Da redação
A internacionalista Flávia Medeiros, de 29 anos, foi exonerada do cargo de oficial de chancelaria no Ministério das Relações Exteriores nesta sexta-feira (22), em Brasília, após ter sua autodeclaração como mulher parda contestada. Ela ocupava o posto havia dois meses, aprovado em concurso de seleção.
Flávia enfatizou que sempre se identificou como negra e contestou o papel da banca avaliadora na definição das vivências raciais. Ela destacou que o próprio Itamaraty a reconheceu etnicamente ao nomeá-la secretária-adjunta do Comitê Étnico-Racial. “O racismo no Brasil é perverso e muitas vezes velado”, afirmou a internacionalista.
Após deixar emprego estável e se mudar de Vitória para Brasília, Flávia relatou dificuldades financeiras para se manter enquanto espera pelo desfecho judicial. Suas tentativas de reverter a decisão via recursos administrativos foram esgotadas, levando o caso à Justiça Federal. “A banca extrapola o que prevê o Estatuto da Igualdade Racial ao tentar estabelecer, de maneira subjetiva, quais experiências raciais seriam legítimas”, declarou.

### TAREFAS
[1] Responda às perguntas seguintes com base no trecho sobre a exoneração de Flávia Medeiros.
(a) Há quanto tempo Flávia ocupava o cargo de oficial de chancelaria?
(b) Para qual função o Itamaraty a nomeou no Comitê Étnico-Racial?
(c) De qual cidade ela se mudou para Brasília?
[2] Dê continuidade ao trecho sobre a exoneração de Flávia Medeiros a partir do ponto em que ele termina.

### REGISTROS EXIBIDOS
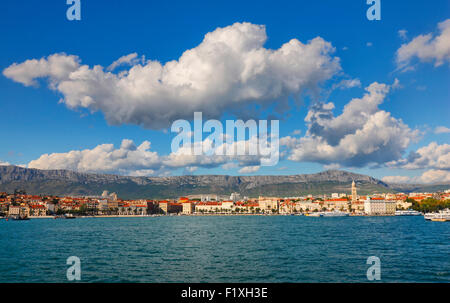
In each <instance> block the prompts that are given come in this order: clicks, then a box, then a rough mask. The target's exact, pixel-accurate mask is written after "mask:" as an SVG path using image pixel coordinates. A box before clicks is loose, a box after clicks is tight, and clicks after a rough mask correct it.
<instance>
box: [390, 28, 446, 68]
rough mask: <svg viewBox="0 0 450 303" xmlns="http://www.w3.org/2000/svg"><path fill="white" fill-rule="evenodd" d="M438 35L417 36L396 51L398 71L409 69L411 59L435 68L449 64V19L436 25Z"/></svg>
mask: <svg viewBox="0 0 450 303" xmlns="http://www.w3.org/2000/svg"><path fill="white" fill-rule="evenodd" d="M438 29H439V34H438V35H435V36H433V34H431V33H430V34H426V35H419V36H417V37H415V38H414V39H412V40H411V41H410V42H408V43H405V44H402V46H401V47H400V48H399V49H398V50H397V54H396V61H397V65H398V67H399V69H403V70H408V69H411V67H410V66H409V64H410V63H411V60H412V59H413V58H417V59H419V61H421V62H433V61H434V65H435V66H439V65H442V64H444V62H446V61H447V62H450V19H447V20H445V21H443V22H441V23H439V24H438Z"/></svg>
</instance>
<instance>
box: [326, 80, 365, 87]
mask: <svg viewBox="0 0 450 303" xmlns="http://www.w3.org/2000/svg"><path fill="white" fill-rule="evenodd" d="M353 87H361V81H360V80H359V79H344V80H341V81H340V82H339V83H337V84H335V85H334V86H333V88H340V89H346V88H353Z"/></svg>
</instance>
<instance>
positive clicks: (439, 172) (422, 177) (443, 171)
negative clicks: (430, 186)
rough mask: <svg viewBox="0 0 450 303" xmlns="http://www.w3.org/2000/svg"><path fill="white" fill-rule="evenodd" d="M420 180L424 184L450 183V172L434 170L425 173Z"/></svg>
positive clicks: (424, 172) (441, 170)
mask: <svg viewBox="0 0 450 303" xmlns="http://www.w3.org/2000/svg"><path fill="white" fill-rule="evenodd" d="M418 180H419V182H423V183H448V182H450V172H449V171H446V170H438V169H432V170H428V171H426V172H424V173H423V174H422V176H420V177H419V179H418Z"/></svg>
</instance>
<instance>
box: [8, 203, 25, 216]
mask: <svg viewBox="0 0 450 303" xmlns="http://www.w3.org/2000/svg"><path fill="white" fill-rule="evenodd" d="M8 215H9V216H20V217H28V216H29V215H30V208H29V207H28V206H24V205H10V206H9V210H8Z"/></svg>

### RESPOSTAS
[1]
(a) Havia dois meses.
(b) Secretária-adjunta.
(c) Vitória.

[2]
Segundo o Centro Brasileiro de Pesquisa em Avaliação e Seleção e de Promoção de Eventos, Flávia foi rejeitada na heteroidentificação por apresentar “pele clara, cabelos lisos e traços finos”. A Justiça de primeira instância identificou inconsistências na decisão da banca e permitiu sua posse. Em segunda instância, a decisão foi anulada, resultando na exoneração.
A candidata cita que sua percepção racial tem origem familiar, marcada por ancestralidade negra e indígena. Flávia ainda faz referência à decisão do Supremo Tribunal Federal na ADC 41, que determina que, em caso de dúvida, deve prevalecer a autodeclaração. Ela reforça a importância de critérios claros, transparentes e juridicamente seguros nos processos de heteroidentificação.
O Itamaraty e o Centro Brasileiro de Pesquisa em Avaliação e Seleção e de Promoção de Eventos não responderam aos contatos feitos para esclarecimentos. Ao G1, o centro informou que os questionamentos da candidata são tratados exclusivamente nos autos do processo judicial.